PAGE EXCERPT ::
Start

In [1]:
import numpy as np

import pandas as pd
# from pandas.tools.plotting import scatter_matrix

import matplotlib
import matplotlib.pyplot as plt
matplotlib.style.use('ggplot')
%matplotlib inline

import time

%load_ext autoreload
%autoreload 2

1 Univariate Linear Regression


In [2]:
file_path_1 = '../course_materials/ex1data1.txt'

1.1 Data Visualisation


In [3]:
df = pd.read_csv(file_path_1, header = None)
n_samples, n_variables = df.shape
print(f"\tsample # {n_samples}\n\tvariables # {n_variables}")
df.head()


	sample # 97
	variables # 2
Out[3]:
0 1
0 6.1101 17.5920
1 5.5277 9.1302
2 8.5186 13.6620
3 7.0032 11.8540
4 5.8598 6.8233

In [4]:
Xs = df.iloc[:, :1]
Ys = df.iloc[:, 1:2]
plt.plot(Xs, Ys, 'o')
plt.xlabel("X")
plt.ylabel("Y")
plt.show()


1.2 Data Extraction and Transformation


In [5]:
def get_data(file_path):
    data = np.loadtxt(file_path, delimiter = ',')
    n_samples, n_variables = data.shape
#     matrix of variables X(n, k), where n is n_samples, and k is n_variables, including the intercept
    X = np.insert(data[:, :-1], 0, 1, axis=1)
#     vector of response y(n, 1), where n is n_samples
    y = data[:, -1:]
#     vector of coefficients β(k, 1), where k is n_variables, including the intercept
    β = np.zeros((n_variables,1))
    return β, X, y

In [7]:
β, X, y = get_data(file_path_1)

1.3 Linear Regression

1.3.1 Computing Parameters Analytically

Coefficient Matrix can be calculated as follows $$\beta = (X^T\cdot X)^{-1}\cdot X^T\cdot y$$

X is a matrix of variables with a first column of dummy variables as intercept (column of ones). y is a vector of responses. $\theta$ is a vector of coefficients in the linear regression model.

End

THE TASK ::
Answer these about the linear regression notebook:
(a) How many samples does the printed output report for the first data file?
(b) Which style does the notebook apply to matplotlib?
(c) What value fills the column that get_data inserts at the front of X?

INFORMATION SUPPLIED ::
Start

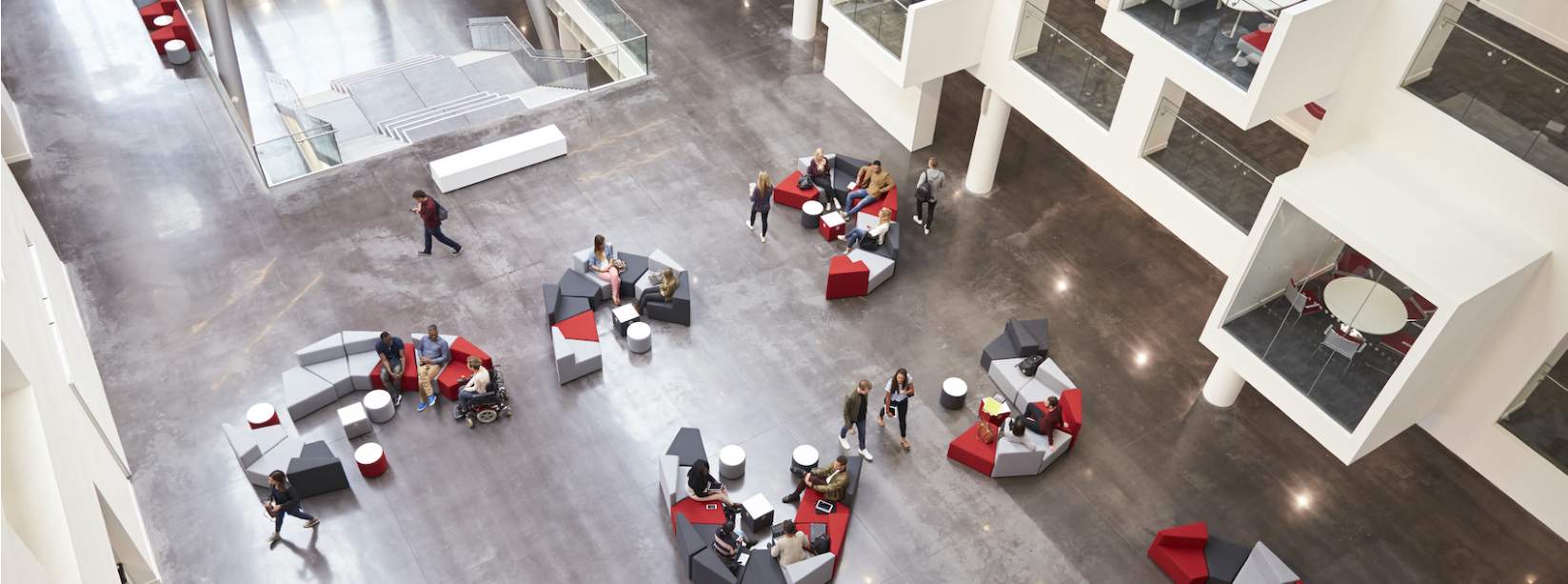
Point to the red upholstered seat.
(789, 193)
(1178, 553)
(697, 513)
(889, 201)
(969, 451)
(838, 521)
(463, 349)
(847, 278)
(579, 327)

End

TASK RESULT ::
(a) 97
(b) ggplot
(c) 1 (a column of ones for the intercept)